• TASK DETAILS:
Reproduce word for word the stretch of the chronic pain article from "For Breanna Ching, a" to "therapy and medication.".

• SUPPLIED TEXT:
-- Opening Marker --
Like MacPherson, many people with chronic pain will turn to complementary and alternative medicine (CAM) to use alongside standard medical treatments to deal with their pain. 

Sawynok has studied different types of CAM for chronic pain but has particularly focused on qigong.  

“Qigong comes out of traditional Chinese medicine,” says Sawynok. “It has a long history of a couple of thousand years.” 

Sawynok says qigong and the more well-known practice of tai chi fall in the same category of meditative movement. This differs from physical exercise which involves strength, flexibility and aerobic fitness. 

Practicing qigong (pronounced “chi-gongh”) is about “cultivating qi,” says Sawynok. It’s difficult to translate and understand what exactly qi (pronounced “chi”) is. Sawynok describes it as “a mysterious word that comes out of Chinese practice.”  

But the meaning of qi isn’t necessarily what’s important.  

“The point is,” says Sawynok, “when people undertake these movements to cultivate qi, you can actually sense this dimension to how the body functions.” 

Sawynok collaborated with clinicians to publish a trial in 2012 that tested the effects of qigong on a group of 100 patients with fibromyalgia, a syndrome that causes pain throughout the body. Because of the positive results of the trial, the pain management unit at the Queen Elizabeth II hospital has started offering qigong as a complementary treatment for patients with chronic pain. 

Sawynok says that practicing qigong takes time and commitment, but it’s something people are willing to turn to when medical care like physiotherapy and drug therapies only prove to be limited in their efficacy.  

“That’s part of why people turn to complementary and alternative practices,” says Sawynok. “They’ve only gotten partial efficacy from the current approaches that they’re using; and they want to ask: ‘Is there something more I can explore to augment that efficacy?’” 

A student life with chronic pain 

For Breanna Ching, a Dal student in her first year at the School of Social Work, managing her chronic pain involves physiotherapy, massage therapy and medication.  

“I grew up with pain and I thought it was a normal human experience to go through until I was 19-years-old,” says Ching.  

It was at this age that Ching was diagnosed with a rare genetic condition called Ehlers-Danlos syndrome. The name refers to a group of connective tissue disorders that result in many joint dislocations and joint pain. 

“I find it difficult to keep up with housework, to clean and to cook,” Ching says. “I find it difficult sometimes to get to class, to sit in class –– my lectures are three hours long.” 

For Ching, talking to the Student Accessibility Centre at Dal and getting accommodations was integral for her in figuring out how to manage her pain during the school day. 

“One of my accommodations is that I’m allowed to go for frequent walks [during class] to lessen the strain of my muscles just sitting for a long period of time,” says Ching. 

According to Quenta Adams, the director of the Accessibility Centre, there are many accommodations the centre can provide for students with chronic pain. 

When a student requests for accommodations, they meet with an advisor at the Accessibility Centre to come up with an accommodations plan. Adams says these accommodations can include, “deferred exams, assignment extensions, note-taking, [and] priority access for parking.”
-- Closing Marker --
• EXTRACTED MATERIAL:
-- Opening Marker --
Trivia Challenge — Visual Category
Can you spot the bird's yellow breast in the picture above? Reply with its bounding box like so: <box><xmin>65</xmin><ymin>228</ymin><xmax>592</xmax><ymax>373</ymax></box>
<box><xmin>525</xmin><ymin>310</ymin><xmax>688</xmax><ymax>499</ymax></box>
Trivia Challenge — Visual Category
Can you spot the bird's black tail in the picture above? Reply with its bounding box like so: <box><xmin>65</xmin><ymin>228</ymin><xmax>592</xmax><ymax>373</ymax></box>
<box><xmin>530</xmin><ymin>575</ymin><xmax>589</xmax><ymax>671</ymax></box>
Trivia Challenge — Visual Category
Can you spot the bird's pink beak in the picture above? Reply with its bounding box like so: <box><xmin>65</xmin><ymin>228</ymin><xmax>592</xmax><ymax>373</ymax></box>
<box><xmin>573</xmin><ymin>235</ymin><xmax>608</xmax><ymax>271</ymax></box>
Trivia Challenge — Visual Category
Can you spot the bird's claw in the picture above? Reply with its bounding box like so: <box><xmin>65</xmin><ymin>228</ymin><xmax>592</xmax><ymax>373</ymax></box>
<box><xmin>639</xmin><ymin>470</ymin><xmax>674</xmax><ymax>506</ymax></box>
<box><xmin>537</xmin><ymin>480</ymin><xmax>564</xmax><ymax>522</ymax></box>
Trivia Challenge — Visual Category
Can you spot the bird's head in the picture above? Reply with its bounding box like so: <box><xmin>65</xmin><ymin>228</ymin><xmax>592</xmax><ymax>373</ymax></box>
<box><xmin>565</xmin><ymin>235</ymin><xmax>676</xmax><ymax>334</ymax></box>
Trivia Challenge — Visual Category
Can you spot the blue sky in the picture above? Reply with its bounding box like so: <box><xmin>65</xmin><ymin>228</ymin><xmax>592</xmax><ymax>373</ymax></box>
-- Closing Marker --
• FINISHED EXERCISE:
For Breanna Ching, a Dal student in her first year at the School of Social Work, managing her chronic pain involves physiotherapy, massage therapy and medication.